STUDY TEXT –
----

With just a few simple changes, like adding pomegranate seeds to your breakfast oatmeal or tossing an extra garlic knob into your spaghetti sauce, you can instantly boost your immune system and increase your body's capacity for healing itself from within. They may even save you a trip or two to the doctor.
How simple are salads? Next time you're looking for an easy, fresh side dish that goes with anything, be sure to add red cabbage to your green lettuce because it's loaded with antioxidants and anti-inflammatory support. In fact, you can chalk up their deep purple color to a high concentration of anthocyanin polyphenols, which are plant compounds that promote heart health, cognitive function and brain health, all while preventing the lipid peroxidation of "bad" LDL cholesterol, says Kate Gavlick, nutritionist and writer for Deckopedia. "This means that this cabbage keeps both your ticker and your noggin in tip-top shape," Gavlick says.
Who knew purple was so therapeutic? You may have already heard that red wine and red grapes contain resveratrol, which is being touted as an anti-aging wonder, but wait, there's more. "Resveratrol is noted to be one heart healthy plant compound and may help in the reduction of oxidative stress, vascular inflammation, and the prevention of platelet aggregation," Gavlick says. "Good news: resveratrol may be more bioavailable in red wine, so enjoy a glass in moderation!"
Not only is it the perfect autumn/winter veggie — one that makes the most sumptuously sweet soup on the planet — but as it turns out, butternut squash can also keep the flu and common cold far, far away. "Winter squash contains vitamin A, which is necessary for properly functioning eyesight, red blood cell production, and an up and running immune system," Gavlick says. "In fact, vitamin A deficiencies are associated with a weakened immunity and a higher chance of catching infectious diseases." Because vitamin A is fat-soluble, the best way to enjoy winter squash is by cooking it with a healthy fat such as coconut or olive oil.
Suffering from pains associated with a recent injury? Load up on Brussels sprouts, which contain 240 percent of your daily intake of vitamin K, Gavlick says. She explains vitamin K is "an essential fat soluble vitamin necessary for responding to injuries, bone health, and the prevention of calcification in the arteries." Brussels sprouts are delicious when roasted in the oven — or can be steamed or added to any salad.
Not only are they the perfect combo of sweet and tart (and they're cute to boot), but pomegranate seeds are also an excellent source of antioxidants. "Pomegranate seeds are noted to contain 2-3 times the antioxidant capacity of green tea and red wine, which means they help to keep your cells free and clear of oxidative stress and overly reactive oxygen species," Gavlick says.

----

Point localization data
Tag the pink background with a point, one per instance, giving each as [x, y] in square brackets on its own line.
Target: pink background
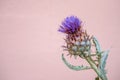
[30, 46]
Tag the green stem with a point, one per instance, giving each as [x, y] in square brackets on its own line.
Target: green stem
[96, 69]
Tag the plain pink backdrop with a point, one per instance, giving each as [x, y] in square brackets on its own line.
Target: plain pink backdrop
[30, 45]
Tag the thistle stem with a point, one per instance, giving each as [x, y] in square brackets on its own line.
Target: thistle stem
[96, 69]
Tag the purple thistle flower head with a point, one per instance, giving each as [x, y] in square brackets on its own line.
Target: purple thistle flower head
[70, 25]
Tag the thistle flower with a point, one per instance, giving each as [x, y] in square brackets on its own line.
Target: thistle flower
[79, 43]
[70, 25]
[77, 40]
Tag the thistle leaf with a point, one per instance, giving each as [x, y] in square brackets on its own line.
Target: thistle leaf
[76, 68]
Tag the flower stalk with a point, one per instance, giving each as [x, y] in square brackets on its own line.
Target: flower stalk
[80, 44]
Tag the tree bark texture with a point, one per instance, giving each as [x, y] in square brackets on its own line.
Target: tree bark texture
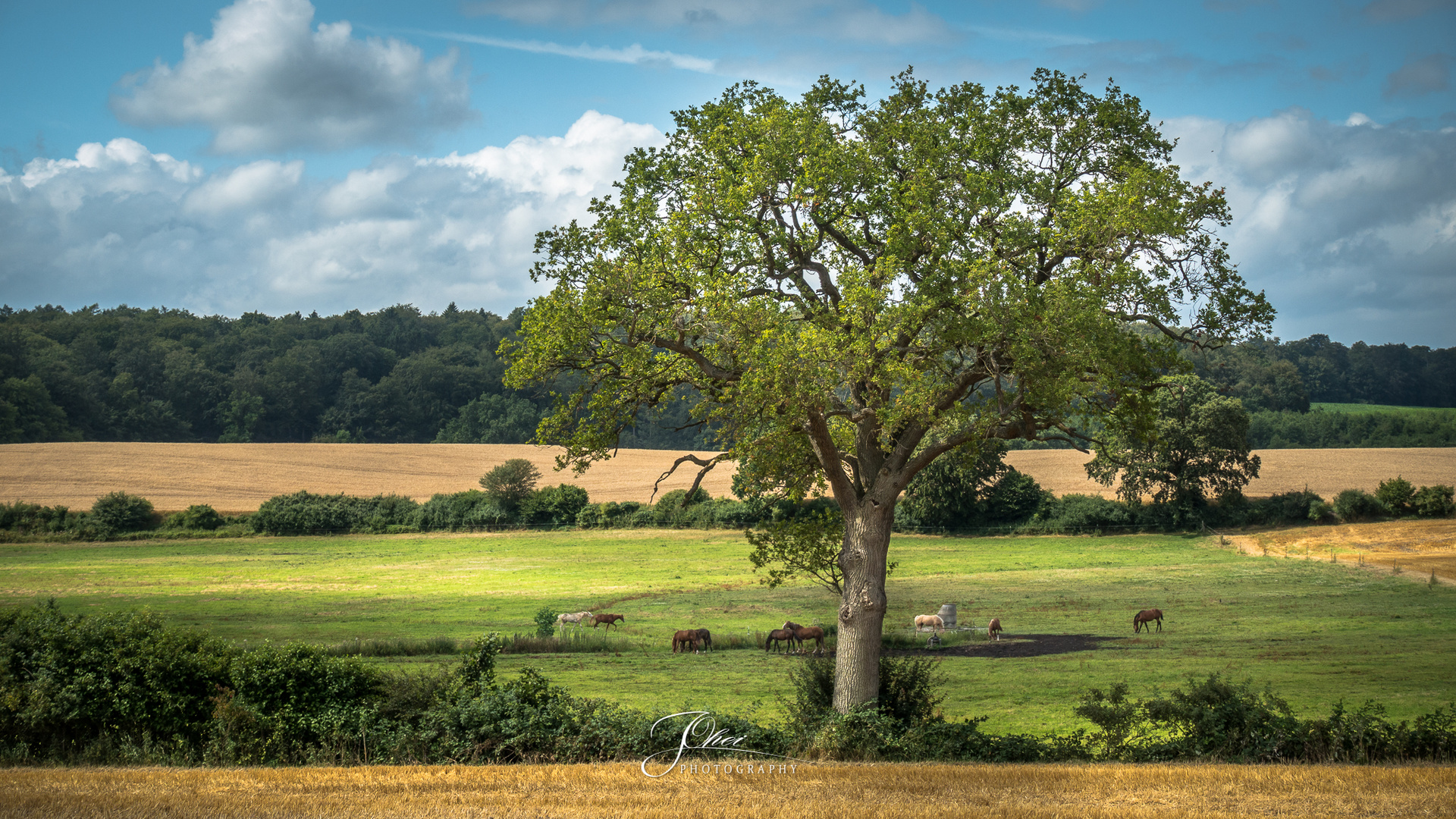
[862, 607]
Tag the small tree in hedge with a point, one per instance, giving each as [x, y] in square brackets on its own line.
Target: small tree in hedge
[1199, 447]
[124, 513]
[511, 483]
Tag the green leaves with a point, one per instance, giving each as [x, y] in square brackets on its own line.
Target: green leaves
[865, 287]
[1197, 447]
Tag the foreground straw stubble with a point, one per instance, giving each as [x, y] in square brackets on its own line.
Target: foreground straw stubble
[813, 790]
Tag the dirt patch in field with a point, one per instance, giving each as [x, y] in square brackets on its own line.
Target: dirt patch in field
[1414, 548]
[1008, 648]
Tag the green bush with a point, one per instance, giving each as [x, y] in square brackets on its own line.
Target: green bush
[124, 513]
[1084, 513]
[1397, 496]
[555, 506]
[306, 513]
[1433, 502]
[197, 518]
[1354, 504]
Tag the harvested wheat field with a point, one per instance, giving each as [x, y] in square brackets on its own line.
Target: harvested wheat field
[1324, 471]
[930, 792]
[1414, 547]
[237, 477]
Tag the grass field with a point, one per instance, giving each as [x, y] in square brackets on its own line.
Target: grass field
[808, 792]
[1316, 632]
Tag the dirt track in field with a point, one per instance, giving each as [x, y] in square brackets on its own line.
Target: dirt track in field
[237, 477]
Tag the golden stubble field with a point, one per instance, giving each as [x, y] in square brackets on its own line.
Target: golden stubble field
[810, 792]
[1416, 548]
[237, 477]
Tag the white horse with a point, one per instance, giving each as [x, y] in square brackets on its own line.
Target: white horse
[934, 621]
[573, 618]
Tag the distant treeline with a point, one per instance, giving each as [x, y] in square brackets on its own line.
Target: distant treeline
[159, 375]
[402, 376]
[1346, 430]
[1288, 376]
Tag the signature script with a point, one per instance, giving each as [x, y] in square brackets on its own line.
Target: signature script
[701, 733]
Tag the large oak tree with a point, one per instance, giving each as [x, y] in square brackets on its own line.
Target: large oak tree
[854, 289]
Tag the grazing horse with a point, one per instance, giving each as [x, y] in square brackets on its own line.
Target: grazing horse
[685, 639]
[934, 621]
[794, 630]
[573, 618]
[807, 632]
[1145, 620]
[777, 637]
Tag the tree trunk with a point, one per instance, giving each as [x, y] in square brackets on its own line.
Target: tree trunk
[862, 607]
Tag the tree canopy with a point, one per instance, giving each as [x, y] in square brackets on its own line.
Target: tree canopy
[856, 289]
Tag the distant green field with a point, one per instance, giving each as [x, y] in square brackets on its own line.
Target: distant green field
[1381, 409]
[1315, 632]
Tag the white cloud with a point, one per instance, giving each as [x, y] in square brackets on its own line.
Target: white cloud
[268, 80]
[1351, 228]
[120, 223]
[634, 55]
[856, 20]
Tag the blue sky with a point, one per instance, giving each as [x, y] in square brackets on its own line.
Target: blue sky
[275, 155]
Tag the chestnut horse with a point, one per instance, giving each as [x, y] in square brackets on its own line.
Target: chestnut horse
[778, 635]
[685, 639]
[609, 620]
[1145, 620]
[807, 632]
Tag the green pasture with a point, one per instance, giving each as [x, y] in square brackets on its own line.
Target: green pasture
[1315, 632]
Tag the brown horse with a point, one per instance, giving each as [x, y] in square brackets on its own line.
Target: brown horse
[792, 629]
[777, 637]
[1145, 618]
[685, 639]
[609, 620]
[807, 632]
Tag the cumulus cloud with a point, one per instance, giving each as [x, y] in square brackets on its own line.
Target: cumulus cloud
[1351, 228]
[268, 80]
[120, 223]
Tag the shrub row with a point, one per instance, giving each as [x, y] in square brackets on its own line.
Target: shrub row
[124, 689]
[1017, 504]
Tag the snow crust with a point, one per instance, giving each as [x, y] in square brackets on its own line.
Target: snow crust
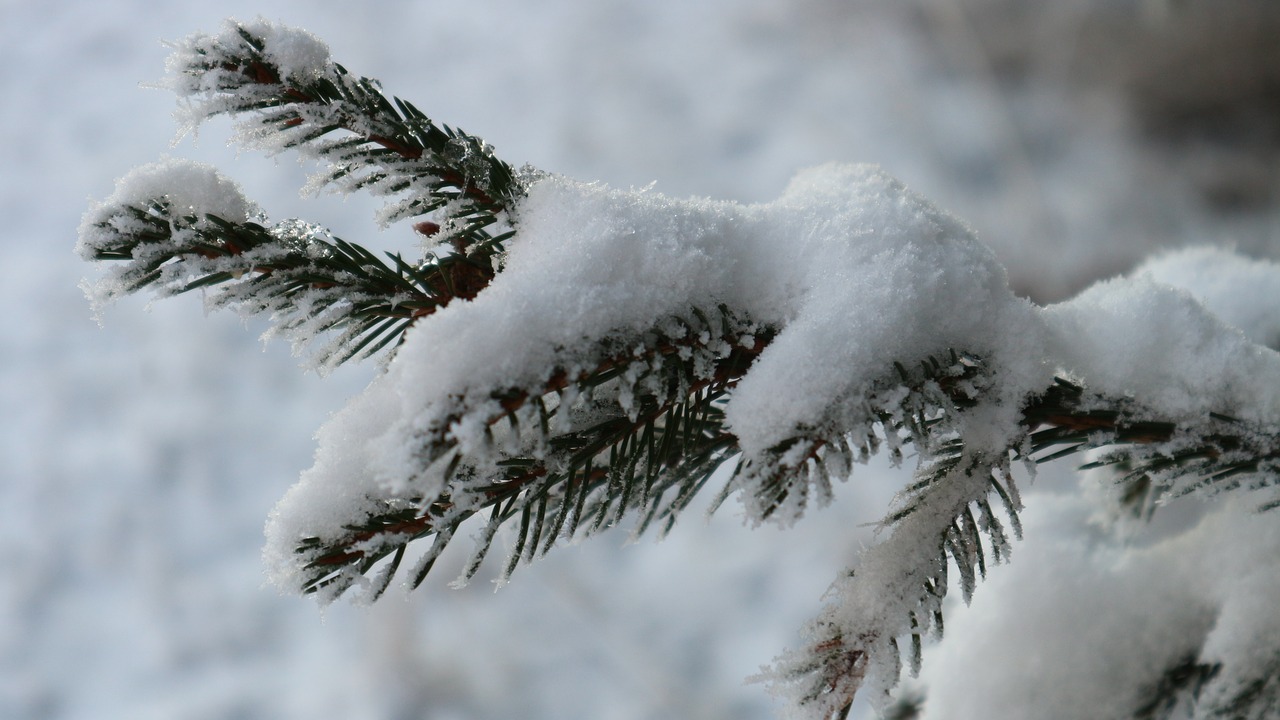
[1134, 337]
[1242, 291]
[190, 188]
[855, 269]
[1040, 639]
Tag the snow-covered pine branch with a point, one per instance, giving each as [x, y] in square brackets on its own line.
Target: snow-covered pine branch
[574, 355]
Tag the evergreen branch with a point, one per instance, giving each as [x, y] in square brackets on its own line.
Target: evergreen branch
[585, 460]
[305, 279]
[945, 519]
[383, 144]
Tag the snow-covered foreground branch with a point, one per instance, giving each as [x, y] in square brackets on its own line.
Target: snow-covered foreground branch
[566, 355]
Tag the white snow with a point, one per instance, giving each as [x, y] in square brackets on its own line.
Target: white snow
[141, 459]
[1133, 337]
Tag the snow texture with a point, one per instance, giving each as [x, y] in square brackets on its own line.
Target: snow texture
[855, 269]
[141, 459]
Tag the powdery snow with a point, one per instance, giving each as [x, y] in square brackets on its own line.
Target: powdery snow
[855, 269]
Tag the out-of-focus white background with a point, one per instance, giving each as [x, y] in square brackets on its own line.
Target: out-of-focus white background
[140, 459]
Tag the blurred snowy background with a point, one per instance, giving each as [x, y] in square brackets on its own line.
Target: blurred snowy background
[141, 458]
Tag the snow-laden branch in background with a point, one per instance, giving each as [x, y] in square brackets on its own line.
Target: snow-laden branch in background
[625, 345]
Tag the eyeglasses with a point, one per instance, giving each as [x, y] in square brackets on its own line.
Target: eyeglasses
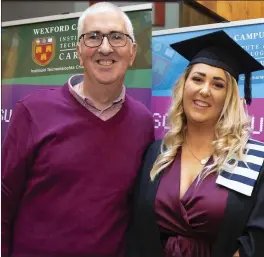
[95, 38]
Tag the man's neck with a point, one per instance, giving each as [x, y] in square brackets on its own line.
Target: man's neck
[101, 95]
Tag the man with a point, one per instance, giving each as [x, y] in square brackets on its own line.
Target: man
[71, 155]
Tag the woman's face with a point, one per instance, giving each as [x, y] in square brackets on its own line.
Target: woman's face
[204, 94]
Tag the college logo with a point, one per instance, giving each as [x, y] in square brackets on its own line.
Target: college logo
[43, 50]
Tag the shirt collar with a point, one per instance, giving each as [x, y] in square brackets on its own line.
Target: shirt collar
[74, 82]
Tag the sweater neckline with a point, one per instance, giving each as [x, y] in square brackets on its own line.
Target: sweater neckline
[118, 117]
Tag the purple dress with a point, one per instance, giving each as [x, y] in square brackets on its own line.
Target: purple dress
[188, 226]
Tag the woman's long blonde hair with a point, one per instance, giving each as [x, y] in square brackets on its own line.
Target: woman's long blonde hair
[231, 131]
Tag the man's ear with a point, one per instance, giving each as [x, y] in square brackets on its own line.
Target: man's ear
[79, 54]
[133, 54]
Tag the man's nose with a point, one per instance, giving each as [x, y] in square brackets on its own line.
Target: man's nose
[105, 47]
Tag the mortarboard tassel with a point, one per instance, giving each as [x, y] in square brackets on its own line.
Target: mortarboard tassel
[247, 88]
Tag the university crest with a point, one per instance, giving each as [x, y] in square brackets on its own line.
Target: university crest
[43, 50]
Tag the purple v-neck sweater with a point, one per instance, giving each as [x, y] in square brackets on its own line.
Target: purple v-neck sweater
[67, 176]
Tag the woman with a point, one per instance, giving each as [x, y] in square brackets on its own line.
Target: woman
[200, 192]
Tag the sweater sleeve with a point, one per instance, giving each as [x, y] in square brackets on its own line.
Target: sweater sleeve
[252, 242]
[15, 166]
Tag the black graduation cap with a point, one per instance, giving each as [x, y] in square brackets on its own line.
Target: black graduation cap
[220, 50]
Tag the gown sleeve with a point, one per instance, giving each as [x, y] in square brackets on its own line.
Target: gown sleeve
[252, 242]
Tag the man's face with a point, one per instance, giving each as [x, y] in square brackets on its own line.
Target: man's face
[106, 64]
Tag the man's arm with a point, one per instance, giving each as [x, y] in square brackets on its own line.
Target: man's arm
[16, 160]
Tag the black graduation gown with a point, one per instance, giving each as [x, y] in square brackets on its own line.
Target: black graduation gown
[242, 226]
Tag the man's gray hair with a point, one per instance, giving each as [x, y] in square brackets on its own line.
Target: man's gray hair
[105, 7]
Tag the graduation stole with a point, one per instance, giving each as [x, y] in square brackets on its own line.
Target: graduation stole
[243, 177]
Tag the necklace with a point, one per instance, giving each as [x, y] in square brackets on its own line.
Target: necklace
[202, 161]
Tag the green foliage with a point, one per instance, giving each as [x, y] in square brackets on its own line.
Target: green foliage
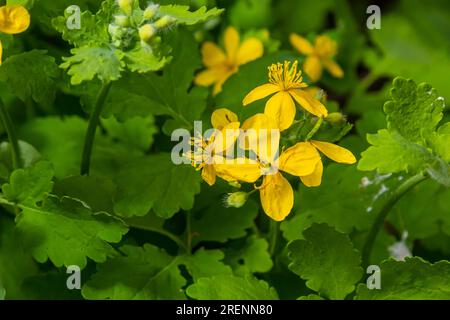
[327, 260]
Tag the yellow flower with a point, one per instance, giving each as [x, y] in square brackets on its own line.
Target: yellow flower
[13, 19]
[222, 65]
[288, 85]
[207, 152]
[277, 196]
[332, 151]
[318, 56]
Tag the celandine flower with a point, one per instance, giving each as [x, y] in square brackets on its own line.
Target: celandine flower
[207, 152]
[13, 19]
[332, 151]
[277, 196]
[318, 56]
[222, 65]
[287, 84]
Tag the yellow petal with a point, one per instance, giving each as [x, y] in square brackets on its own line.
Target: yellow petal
[14, 19]
[231, 43]
[313, 68]
[212, 54]
[300, 159]
[281, 108]
[277, 197]
[315, 178]
[226, 137]
[333, 68]
[209, 174]
[207, 77]
[309, 103]
[260, 93]
[251, 49]
[301, 44]
[240, 169]
[222, 117]
[335, 152]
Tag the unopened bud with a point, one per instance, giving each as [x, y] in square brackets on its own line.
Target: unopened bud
[150, 12]
[164, 22]
[125, 5]
[235, 199]
[336, 118]
[146, 32]
[121, 20]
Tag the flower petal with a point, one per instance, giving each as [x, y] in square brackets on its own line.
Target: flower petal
[209, 174]
[309, 103]
[222, 117]
[333, 68]
[212, 55]
[231, 43]
[300, 159]
[207, 77]
[281, 108]
[14, 19]
[301, 44]
[313, 68]
[240, 169]
[277, 197]
[251, 49]
[335, 152]
[260, 93]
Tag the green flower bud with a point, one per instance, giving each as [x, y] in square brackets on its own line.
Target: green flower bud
[336, 118]
[236, 199]
[125, 5]
[164, 22]
[146, 32]
[150, 12]
[121, 20]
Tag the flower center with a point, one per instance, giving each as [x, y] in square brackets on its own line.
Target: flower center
[285, 75]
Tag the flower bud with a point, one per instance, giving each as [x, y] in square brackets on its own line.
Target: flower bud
[125, 5]
[235, 199]
[150, 11]
[336, 118]
[164, 22]
[146, 32]
[121, 20]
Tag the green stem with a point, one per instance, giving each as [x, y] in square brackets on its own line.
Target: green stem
[384, 211]
[13, 141]
[92, 128]
[274, 230]
[315, 128]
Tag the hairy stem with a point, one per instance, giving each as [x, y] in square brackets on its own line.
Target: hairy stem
[384, 211]
[92, 128]
[10, 130]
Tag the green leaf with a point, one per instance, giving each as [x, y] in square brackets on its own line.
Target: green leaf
[252, 256]
[184, 16]
[31, 75]
[217, 223]
[30, 185]
[390, 152]
[155, 183]
[414, 111]
[413, 279]
[327, 260]
[229, 287]
[149, 273]
[66, 232]
[86, 63]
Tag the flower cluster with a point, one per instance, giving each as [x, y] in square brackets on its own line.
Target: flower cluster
[257, 144]
[13, 19]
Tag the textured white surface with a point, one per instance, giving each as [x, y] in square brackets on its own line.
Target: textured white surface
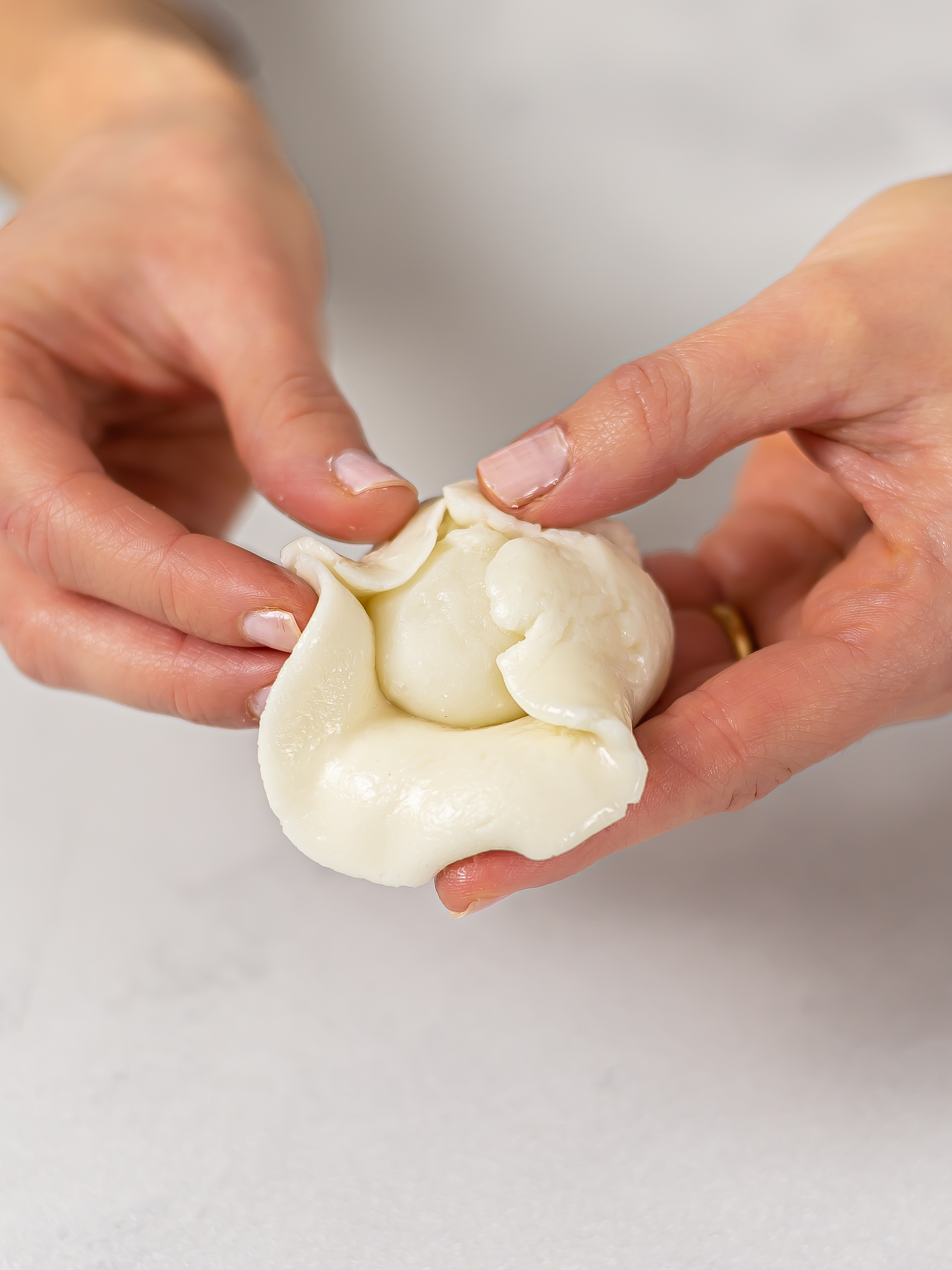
[731, 1047]
[370, 785]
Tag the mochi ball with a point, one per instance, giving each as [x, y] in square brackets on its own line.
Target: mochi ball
[437, 644]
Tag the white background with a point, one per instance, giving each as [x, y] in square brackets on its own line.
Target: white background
[731, 1047]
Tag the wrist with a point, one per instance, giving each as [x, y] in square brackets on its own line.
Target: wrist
[98, 79]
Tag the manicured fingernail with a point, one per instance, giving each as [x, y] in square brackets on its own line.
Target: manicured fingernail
[272, 628]
[477, 906]
[529, 468]
[257, 701]
[359, 472]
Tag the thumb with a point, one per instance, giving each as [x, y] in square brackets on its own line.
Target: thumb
[786, 360]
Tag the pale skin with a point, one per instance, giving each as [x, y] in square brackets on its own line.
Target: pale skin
[159, 352]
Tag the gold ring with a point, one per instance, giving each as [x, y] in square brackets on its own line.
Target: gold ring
[737, 631]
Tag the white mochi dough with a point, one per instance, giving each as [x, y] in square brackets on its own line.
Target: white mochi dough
[470, 686]
[436, 640]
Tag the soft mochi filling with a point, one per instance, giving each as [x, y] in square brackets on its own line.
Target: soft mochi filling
[469, 686]
[436, 640]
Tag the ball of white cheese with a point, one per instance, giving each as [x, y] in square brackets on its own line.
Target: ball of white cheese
[437, 643]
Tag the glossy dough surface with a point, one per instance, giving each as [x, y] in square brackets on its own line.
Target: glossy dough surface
[470, 686]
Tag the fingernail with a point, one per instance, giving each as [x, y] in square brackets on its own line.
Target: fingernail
[272, 628]
[257, 701]
[477, 906]
[359, 472]
[529, 468]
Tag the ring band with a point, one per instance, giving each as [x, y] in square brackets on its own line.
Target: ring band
[737, 631]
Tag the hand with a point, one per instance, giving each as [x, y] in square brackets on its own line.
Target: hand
[838, 547]
[158, 343]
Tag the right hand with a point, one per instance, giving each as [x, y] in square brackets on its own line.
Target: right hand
[158, 345]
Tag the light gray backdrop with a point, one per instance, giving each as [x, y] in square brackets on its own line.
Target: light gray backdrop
[731, 1047]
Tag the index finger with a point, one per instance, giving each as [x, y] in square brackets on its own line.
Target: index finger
[75, 527]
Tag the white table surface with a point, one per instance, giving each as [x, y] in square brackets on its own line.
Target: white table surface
[728, 1048]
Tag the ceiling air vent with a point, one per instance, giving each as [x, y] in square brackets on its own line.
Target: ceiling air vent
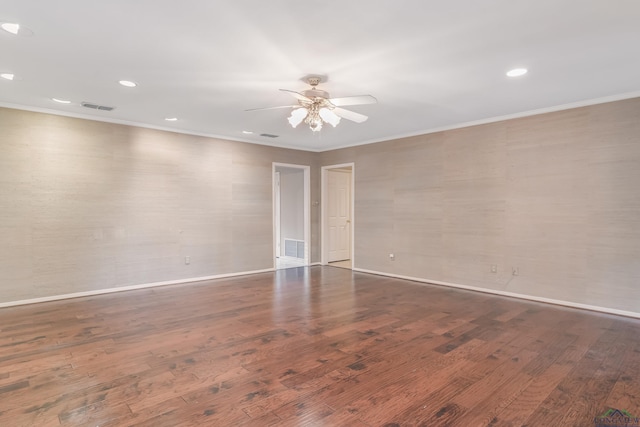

----

TASK INSTRUCTIONS –
(1) According to the healing foods article, what percent of the daily intake of vitamin K do Brussels sprouts contain?
(2) List every benefit that the healing foods article attributes to anthocyanin polyphenols.
(3) Continue the healing foods article from its last sentence.

ANSWERS FOR THE EXERCISE –
(1) 240 percent

(2) Promoting heart health, promoting cognitive function, promoting brain health, and preventing the lipid peroxidation of "bad" LDL cholesterol.

(3)
Feel a scratchy throat or sniffle come on? Stop everything you're doing and reach for scallions to add to your soup, salad, ginger tea or (my personal favorite) potato pancakes. "It helps the body sweat out toxins," says Stacey Isaacs — a trained chef with a master's degree in Oriental medicine and a license in acupuncture — who runs the blog There's a Cook in my Kitchen. "Scallions are antiviral and antibacterial; they are good for the common cold and general nasal congestion — just don’t eat too many if you have a fever."
Garlic is another Chinese herb (called "da suan") that has antiviral and antibacterial properties — and it doesn't hurt that it's dead easy to add to most recipes. "Garlic is used to kill toxins and parasites and also to reduce swelling in the body," Isaacs says. "It’s what I call a great 'A' herb: anesthetic, antibacterial, anti fungal, antioxidant, and antiviral."
In Chinese medicine, cucumbers are known for having exceptional healing capabilities, Isaacs says. Not only can they cool the body down, but Isaacs says they also expel toxins, purify the blood, strengthen the heart, moisten the large intestines and the lungs and are even thought to be able to kill tapeworms. "They are good to eat if you have swelling in your hands or feet — or if you have a bladder infection," she says.
Like pomegranate seeds, these versatile babies can be added to oatmeal, granola, pancake batter, salads and even cookies. They boast calcium and magnesium and are often prescribed in Chinese medicine to get rid of rashes, Isaacs says. "Sunflower seeds help lower blood pressure and can relieve headaches and dizziness," she says. "In Eastern medicine we recommend eating sunflower seeds if a person is troubled by certain severe intestinal symptoms like dysentery or intestinal worms or certain parasites."